* DATA PROVIDED
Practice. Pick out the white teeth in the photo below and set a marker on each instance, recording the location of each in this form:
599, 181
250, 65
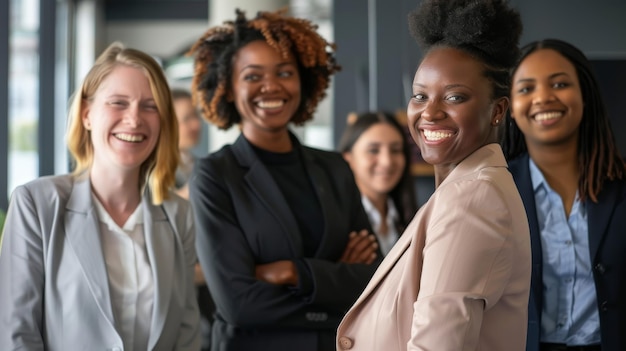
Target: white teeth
434, 135
270, 104
544, 116
129, 137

* TASK INSTRUCTIONS
Copy each of the entries above precisely, and drop whatever pictures they hold.

* SOLVED EXERCISE
Practice. Pick out the white teeth in the photo below and set a marker on each instance, recording the location of each in this form:
599, 181
250, 65
Target: white teeth
434, 135
270, 104
544, 116
129, 137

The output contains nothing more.